▶ Aim of the exercise: Report, as a bare number, how many lines of the entries below contain "draw".

__________

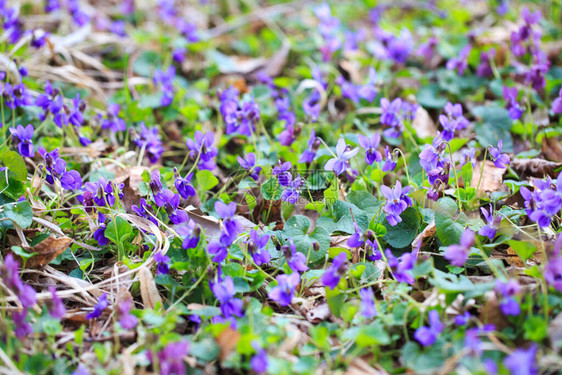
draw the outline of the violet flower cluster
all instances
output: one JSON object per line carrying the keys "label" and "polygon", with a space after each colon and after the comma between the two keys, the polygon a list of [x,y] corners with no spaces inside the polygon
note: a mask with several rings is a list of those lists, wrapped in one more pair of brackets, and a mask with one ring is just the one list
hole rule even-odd
{"label": "violet flower cluster", "polygon": [[158,69],[154,72],[152,81],[162,92],[162,96],[160,97],[160,105],[162,107],[167,107],[174,101],[175,77],[176,68],[174,68],[173,66],[170,66],[166,71]]}
{"label": "violet flower cluster", "polygon": [[212,171],[216,168],[214,157],[218,155],[219,151],[213,146],[214,143],[215,135],[213,132],[203,134],[197,130],[193,139],[187,139],[186,145],[189,149],[189,157],[194,161],[198,160],[197,167],[199,169]]}
{"label": "violet flower cluster", "polygon": [[55,180],[58,180],[62,188],[66,190],[78,190],[82,187],[80,173],[74,170],[66,170],[66,161],[59,157],[58,148],[47,152],[43,147],[39,147],[38,152],[43,157],[43,167],[46,170],[45,180],[49,184],[52,185],[55,183]]}
{"label": "violet flower cluster", "polygon": [[429,326],[422,326],[414,332],[414,338],[423,346],[431,346],[437,337],[445,329],[445,325],[439,319],[439,312],[431,310],[428,314]]}
{"label": "violet flower cluster", "polygon": [[37,293],[35,289],[25,284],[20,278],[19,264],[11,253],[6,255],[4,263],[0,265],[0,277],[2,277],[4,285],[14,292],[21,303],[22,310],[15,312],[12,318],[15,324],[16,337],[23,338],[32,332],[27,313],[29,308],[37,302]]}
{"label": "violet flower cluster", "polygon": [[546,228],[552,217],[562,209],[562,174],[554,181],[550,177],[546,180],[532,179],[530,186],[533,191],[525,186],[519,190],[525,199],[527,216],[541,228]]}
{"label": "violet flower cluster", "polygon": [[213,262],[222,263],[228,256],[228,247],[234,243],[236,237],[242,232],[242,225],[234,217],[236,214],[236,203],[224,204],[215,202],[215,212],[223,219],[223,227],[218,240],[209,243],[207,250],[213,255]]}
{"label": "violet flower cluster", "polygon": [[386,129],[383,135],[389,138],[399,138],[404,131],[404,121],[412,121],[416,116],[417,104],[412,104],[400,98],[390,102],[387,98],[381,98],[381,125]]}
{"label": "violet flower cluster", "polygon": [[240,100],[239,92],[229,87],[219,95],[220,112],[226,124],[226,134],[238,133],[250,137],[260,121],[260,108],[253,97]]}
{"label": "violet flower cluster", "polygon": [[323,3],[314,9],[314,14],[320,21],[318,24],[318,31],[324,40],[324,44],[320,47],[323,61],[330,61],[335,52],[337,52],[342,45],[341,39],[338,35],[340,27],[340,20],[332,16],[332,10],[327,3]]}
{"label": "violet flower cluster", "polygon": [[134,133],[133,141],[137,147],[144,150],[148,160],[150,160],[152,164],[160,160],[164,152],[164,146],[162,145],[162,139],[160,138],[157,126],[148,128],[144,122],[141,122],[140,132]]}
{"label": "violet flower cluster", "polygon": [[369,68],[369,78],[364,85],[356,85],[341,76],[336,79],[336,83],[340,86],[343,97],[350,99],[355,104],[359,104],[361,99],[372,102],[377,96],[374,68]]}
{"label": "violet flower cluster", "polygon": [[209,282],[211,291],[220,303],[222,317],[213,318],[214,323],[230,322],[231,325],[236,325],[235,318],[240,318],[244,315],[243,302],[239,298],[235,298],[236,292],[234,291],[234,281],[230,276],[221,277],[217,282]]}
{"label": "violet flower cluster", "polygon": [[392,270],[394,278],[399,283],[413,284],[415,281],[413,269],[416,264],[416,254],[404,253],[399,258],[396,258],[390,249],[386,249],[387,264]]}
{"label": "violet flower cluster", "polygon": [[446,142],[450,142],[455,137],[455,131],[465,129],[469,122],[463,116],[460,103],[453,104],[448,102],[445,104],[444,110],[446,115],[439,116],[439,123],[443,126],[441,137]]}

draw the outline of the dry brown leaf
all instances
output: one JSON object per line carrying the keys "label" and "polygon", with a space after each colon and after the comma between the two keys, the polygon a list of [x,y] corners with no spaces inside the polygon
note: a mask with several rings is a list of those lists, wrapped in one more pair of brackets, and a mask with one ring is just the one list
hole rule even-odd
{"label": "dry brown leaf", "polygon": [[224,361],[234,351],[240,341],[240,332],[227,327],[217,336],[217,344],[220,348],[219,358]]}
{"label": "dry brown leaf", "polygon": [[305,317],[311,323],[320,323],[325,320],[328,320],[332,316],[332,312],[330,311],[330,306],[327,303],[322,303],[312,309],[310,309]]}
{"label": "dry brown leaf", "polygon": [[508,321],[500,310],[500,304],[496,293],[488,291],[485,294],[486,302],[480,311],[480,321],[484,324],[493,324],[498,332],[501,332],[508,325]]}
{"label": "dry brown leaf", "polygon": [[547,159],[562,162],[562,144],[557,138],[544,137],[542,140],[541,150]]}
{"label": "dry brown leaf", "polygon": [[556,315],[548,325],[548,338],[550,345],[556,352],[562,351],[562,313]]}
{"label": "dry brown leaf", "polygon": [[424,230],[414,238],[412,242],[413,249],[422,249],[424,245],[437,233],[437,228],[435,227],[435,220],[429,223]]}
{"label": "dry brown leaf", "polygon": [[162,298],[158,293],[158,288],[156,288],[152,272],[148,268],[142,267],[139,270],[139,282],[142,303],[144,303],[145,308],[154,309],[157,304],[162,305]]}
{"label": "dry brown leaf", "polygon": [[524,179],[527,177],[543,178],[545,176],[556,177],[556,170],[562,167],[562,163],[533,158],[533,159],[513,159],[510,163],[511,168]]}
{"label": "dry brown leaf", "polygon": [[[28,253],[36,253],[25,262],[25,268],[40,268],[49,264],[53,259],[62,254],[73,240],[69,237],[55,237],[50,235],[35,246],[24,247]],[[22,245],[21,243],[19,245]],[[22,259],[14,254],[23,264]]]}
{"label": "dry brown leaf", "polygon": [[344,375],[382,375],[386,372],[379,371],[360,357],[355,357],[344,372]]}
{"label": "dry brown leaf", "polygon": [[[482,162],[476,163],[474,168],[474,173],[472,175],[472,181],[470,186],[476,188],[478,186],[478,180],[480,179],[480,170],[482,169]],[[486,160],[484,164],[484,173],[482,176],[482,182],[480,183],[479,193],[482,192],[494,192],[501,191],[504,189],[503,175],[505,169],[498,168],[490,160]]]}
{"label": "dry brown leaf", "polygon": [[276,77],[281,74],[281,71],[283,71],[283,68],[287,64],[287,58],[289,57],[290,50],[290,44],[283,43],[281,49],[275,52],[265,63],[265,66],[263,67],[265,74],[270,77]]}
{"label": "dry brown leaf", "polygon": [[139,190],[139,184],[143,181],[142,174],[145,171],[147,172],[149,171],[148,167],[144,167],[144,166],[128,167],[127,169],[119,173],[118,176],[115,177],[115,183],[116,184],[126,183],[127,186],[129,186],[130,189],[135,193],[135,195],[141,196]]}
{"label": "dry brown leaf", "polygon": [[421,106],[418,106],[416,117],[412,122],[412,127],[416,131],[418,138],[429,138],[437,135],[437,127],[429,116],[429,113]]}

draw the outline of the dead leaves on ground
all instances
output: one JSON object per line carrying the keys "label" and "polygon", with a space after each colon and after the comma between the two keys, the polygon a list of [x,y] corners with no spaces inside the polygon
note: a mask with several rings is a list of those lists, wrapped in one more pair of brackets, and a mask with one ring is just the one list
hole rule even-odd
{"label": "dead leaves on ground", "polygon": [[[476,163],[474,167],[474,173],[472,174],[472,181],[470,186],[473,188],[478,187],[478,181],[480,180],[480,171],[482,170],[482,162]],[[498,168],[490,160],[486,160],[484,164],[484,170],[482,174],[482,181],[480,181],[480,187],[478,192],[495,192],[507,190],[507,186],[503,183],[503,175],[505,174],[505,169]]]}
{"label": "dead leaves on ground", "polygon": [[[34,233],[38,232],[38,230],[34,230]],[[27,231],[27,233],[29,233],[29,231]],[[69,237],[56,237],[54,234],[51,234],[34,246],[24,246],[17,236],[8,234],[8,245],[10,247],[21,246],[27,253],[34,255],[24,262],[23,259],[13,251],[7,250],[7,252],[12,253],[20,261],[20,264],[25,265],[25,268],[41,268],[62,254],[73,242],[74,240]]]}

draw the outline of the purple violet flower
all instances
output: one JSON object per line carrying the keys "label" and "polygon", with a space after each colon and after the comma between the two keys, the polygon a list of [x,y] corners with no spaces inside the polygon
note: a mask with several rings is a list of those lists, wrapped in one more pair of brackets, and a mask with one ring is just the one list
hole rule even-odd
{"label": "purple violet flower", "polygon": [[324,169],[333,171],[336,175],[340,175],[349,167],[349,160],[357,155],[359,148],[351,149],[346,143],[345,139],[340,138],[336,145],[336,157],[328,160]]}
{"label": "purple violet flower", "polygon": [[299,163],[312,163],[319,146],[320,141],[316,138],[316,132],[313,128],[310,130],[310,138],[308,139],[306,150],[303,151],[299,159]]}
{"label": "purple violet flower", "polygon": [[359,290],[361,297],[361,314],[367,318],[373,318],[377,315],[377,308],[375,307],[375,294],[370,287]]}
{"label": "purple violet flower", "polygon": [[384,164],[382,166],[383,172],[390,172],[396,168],[396,164],[398,164],[397,158],[390,152],[388,146],[384,148]]}
{"label": "purple violet flower", "polygon": [[290,204],[296,204],[300,196],[302,184],[303,181],[301,176],[297,175],[297,177],[283,189],[283,192],[281,193],[281,200]]}
{"label": "purple violet flower", "polygon": [[381,185],[380,189],[386,198],[384,206],[386,220],[390,225],[395,226],[402,221],[400,214],[413,204],[412,199],[408,197],[411,188],[409,186],[402,188],[400,181],[396,181],[394,189],[386,185]]}
{"label": "purple violet flower", "polygon": [[256,341],[252,342],[252,347],[256,354],[250,360],[250,367],[255,373],[263,374],[267,371],[267,351],[261,348]]}
{"label": "purple violet flower", "polygon": [[104,293],[98,299],[98,303],[94,306],[94,311],[86,314],[86,319],[97,319],[101,316],[103,311],[107,309],[109,303],[107,302],[107,294]]}
{"label": "purple violet flower", "polygon": [[221,312],[225,318],[244,315],[242,300],[234,298],[234,281],[230,276],[225,277],[222,281],[211,283],[211,290],[220,302]]}
{"label": "purple violet flower", "polygon": [[439,320],[437,310],[431,310],[428,314],[429,327],[420,327],[414,332],[414,338],[423,346],[431,346],[437,340],[437,336],[443,332],[445,326]]}
{"label": "purple violet flower", "polygon": [[490,147],[490,157],[497,168],[505,169],[510,159],[507,154],[502,154],[503,140],[498,141],[498,147]]}
{"label": "purple violet flower", "polygon": [[179,208],[180,195],[174,193],[169,189],[164,189],[162,191],[162,199],[164,200],[164,209],[173,224],[181,224],[189,219],[187,212],[182,208]]}
{"label": "purple violet flower", "polygon": [[277,286],[270,290],[268,296],[281,306],[289,306],[295,294],[295,289],[300,283],[301,276],[298,272],[293,272],[290,275],[278,275],[276,279]]}
{"label": "purple violet flower", "polygon": [[107,106],[107,116],[101,122],[102,129],[110,129],[112,132],[122,132],[127,130],[125,120],[119,117],[119,104],[109,104]]}
{"label": "purple violet flower", "polygon": [[271,260],[271,254],[266,248],[268,242],[268,234],[260,236],[255,229],[250,231],[250,236],[246,241],[246,244],[248,246],[248,252],[258,266],[268,263]]}
{"label": "purple violet flower", "polygon": [[484,207],[480,207],[480,211],[482,211],[482,215],[486,219],[487,224],[486,226],[480,228],[478,234],[481,236],[486,236],[490,240],[493,240],[496,236],[496,232],[498,230],[498,227],[500,226],[502,219],[498,215],[493,215],[492,204],[490,204],[489,209],[490,211],[488,212]]}
{"label": "purple violet flower", "polygon": [[375,161],[382,161],[382,155],[379,151],[377,151],[377,147],[379,147],[379,143],[381,141],[380,134],[375,133],[371,138],[360,134],[358,136],[358,141],[359,145],[365,150],[365,163],[373,165]]}
{"label": "purple violet flower", "polygon": [[347,271],[347,254],[339,253],[332,261],[332,265],[324,271],[320,280],[322,285],[330,289],[334,289],[345,272]]}
{"label": "purple violet flower", "polygon": [[254,181],[259,180],[261,167],[256,167],[256,155],[253,152],[246,155],[245,159],[239,156],[238,163],[248,172],[248,175],[254,179]]}
{"label": "purple violet flower", "polygon": [[552,102],[552,113],[556,115],[562,113],[562,88],[558,92],[558,97]]}
{"label": "purple violet flower", "polygon": [[167,275],[170,273],[170,257],[159,251],[155,253],[152,258],[156,262],[156,272],[158,275]]}
{"label": "purple violet flower", "polygon": [[527,350],[517,349],[504,359],[503,364],[514,375],[537,375],[537,349],[536,343],[531,344]]}
{"label": "purple violet flower", "polygon": [[132,308],[133,300],[131,298],[125,298],[119,304],[119,324],[121,324],[123,329],[130,330],[139,324],[137,317],[131,314]]}
{"label": "purple violet flower", "polygon": [[289,183],[293,179],[291,175],[292,164],[290,161],[286,161],[285,163],[281,164],[281,160],[277,162],[277,165],[273,168],[273,175],[277,176],[277,181],[281,186],[289,186]]}
{"label": "purple violet flower", "polygon": [[283,253],[285,254],[285,259],[287,259],[287,264],[293,272],[305,272],[308,271],[308,266],[306,265],[306,256],[297,251],[297,247],[293,240],[288,240],[289,246],[283,246]]}
{"label": "purple violet flower", "polygon": [[54,285],[49,286],[51,292],[51,301],[49,302],[49,315],[55,319],[62,319],[66,314],[66,307],[61,298],[57,295],[57,288]]}
{"label": "purple violet flower", "polygon": [[187,139],[186,145],[189,149],[189,156],[196,160],[199,156],[199,169],[206,169],[212,171],[217,166],[213,160],[218,155],[219,151],[213,147],[215,136],[213,132],[203,134],[199,130],[195,132],[194,140]]}
{"label": "purple violet flower", "polygon": [[[160,350],[156,357],[160,367],[160,375],[185,375],[185,360],[189,351],[187,341],[178,341],[166,345]],[[151,363],[154,363],[151,353],[148,355]]]}
{"label": "purple violet flower", "polygon": [[404,253],[400,258],[396,258],[390,249],[385,250],[388,266],[392,270],[394,278],[399,283],[413,284],[415,279],[412,274],[416,257],[412,253]]}
{"label": "purple violet flower", "polygon": [[445,259],[451,262],[453,266],[464,266],[470,254],[470,248],[474,244],[474,239],[474,232],[466,228],[461,235],[460,243],[458,245],[450,245],[445,249]]}
{"label": "purple violet flower", "polygon": [[18,145],[18,151],[22,156],[32,158],[35,156],[35,151],[33,150],[33,143],[31,139],[33,138],[33,125],[29,124],[26,127],[18,125],[15,128],[10,128],[10,133],[14,142]]}
{"label": "purple violet flower", "polygon": [[464,71],[468,67],[468,55],[472,50],[472,45],[467,44],[463,47],[463,49],[459,52],[458,57],[453,57],[449,61],[447,61],[447,69],[449,70],[456,70],[460,76],[464,74]]}
{"label": "purple violet flower", "polygon": [[182,249],[195,249],[199,244],[201,228],[195,224],[195,221],[189,219],[187,223],[176,228],[176,232],[183,237]]}
{"label": "purple violet flower", "polygon": [[188,199],[189,197],[197,195],[195,188],[191,184],[193,173],[189,173],[185,177],[181,177],[178,170],[174,168],[174,176],[175,176],[174,186],[176,187],[176,190],[178,191],[179,195],[181,195],[183,199]]}
{"label": "purple violet flower", "polygon": [[523,106],[517,101],[517,96],[519,94],[517,92],[517,88],[503,86],[502,92],[505,100],[505,108],[507,108],[509,112],[509,117],[511,117],[512,120],[520,119],[525,111],[525,108],[523,108]]}

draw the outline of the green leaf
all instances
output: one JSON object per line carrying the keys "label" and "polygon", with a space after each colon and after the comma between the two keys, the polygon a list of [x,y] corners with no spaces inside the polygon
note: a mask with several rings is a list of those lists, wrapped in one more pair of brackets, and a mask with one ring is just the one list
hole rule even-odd
{"label": "green leaf", "polygon": [[33,222],[33,209],[28,201],[4,205],[4,215],[24,229]]}
{"label": "green leaf", "polygon": [[105,236],[113,243],[123,243],[133,232],[133,227],[122,217],[116,217],[115,220],[107,224]]}
{"label": "green leaf", "polygon": [[395,226],[386,220],[383,223],[386,227],[384,240],[395,249],[402,249],[411,244],[420,229],[421,215],[415,208],[408,207],[400,217],[402,221]]}
{"label": "green leaf", "polygon": [[431,345],[426,349],[413,341],[409,341],[402,348],[402,357],[406,367],[415,373],[434,373],[432,369],[440,368],[447,361],[448,355],[441,345]]}
{"label": "green leaf", "polygon": [[0,161],[18,181],[27,180],[27,168],[20,154],[15,151],[6,151],[3,148],[0,150]]}
{"label": "green leaf", "polygon": [[208,171],[206,169],[197,172],[196,179],[197,186],[199,187],[199,191],[201,192],[211,190],[219,183],[219,179],[216,178],[213,173],[211,173],[211,171]]}
{"label": "green leaf", "polygon": [[334,316],[341,317],[342,307],[345,301],[345,294],[341,293],[339,288],[330,289],[328,287],[326,289],[326,302],[328,302],[328,306],[330,307],[330,311]]}
{"label": "green leaf", "polygon": [[445,245],[457,244],[466,227],[466,215],[457,215],[457,204],[449,197],[439,199],[435,209],[435,229]]}
{"label": "green leaf", "polygon": [[[292,216],[285,223],[283,229],[283,237],[290,238],[295,243],[297,250],[308,255],[310,251],[311,262],[317,262],[324,259],[328,248],[330,247],[330,234],[322,227],[316,227],[311,233],[308,233],[310,228],[310,220],[306,216],[295,215]],[[317,242],[320,245],[318,251],[314,251],[312,244]]]}
{"label": "green leaf", "polygon": [[346,199],[349,203],[365,211],[369,219],[377,213],[381,205],[381,202],[373,194],[365,190],[352,191],[347,195]]}
{"label": "green leaf", "polygon": [[281,199],[283,188],[279,185],[276,177],[270,177],[265,184],[261,186],[263,197],[269,201],[278,201]]}
{"label": "green leaf", "polygon": [[507,241],[507,243],[515,250],[523,262],[526,262],[527,259],[531,258],[533,254],[537,252],[537,247],[531,242],[510,240]]}
{"label": "green leaf", "polygon": [[373,322],[363,327],[357,335],[357,345],[362,348],[388,344],[390,344],[390,336],[380,322]]}
{"label": "green leaf", "polygon": [[439,94],[439,86],[431,84],[423,86],[416,95],[418,103],[425,108],[443,108],[447,104],[447,97]]}
{"label": "green leaf", "polygon": [[474,126],[476,139],[482,147],[496,146],[498,141],[503,140],[503,150],[513,151],[513,140],[511,139],[511,117],[509,112],[499,105],[479,106],[472,113],[481,119]]}
{"label": "green leaf", "polygon": [[133,62],[133,71],[143,77],[152,77],[154,70],[161,66],[160,55],[154,51],[143,52]]}
{"label": "green leaf", "polygon": [[355,233],[353,219],[355,219],[355,223],[357,223],[362,230],[369,227],[367,214],[352,203],[337,201],[334,204],[334,215],[336,217],[336,230],[338,231]]}
{"label": "green leaf", "polygon": [[22,259],[29,259],[37,253],[28,253],[20,246],[12,246],[12,251],[14,254],[19,255]]}
{"label": "green leaf", "polygon": [[525,338],[540,343],[548,333],[548,321],[542,316],[527,316],[523,323]]}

__________

▶ Answer area: 5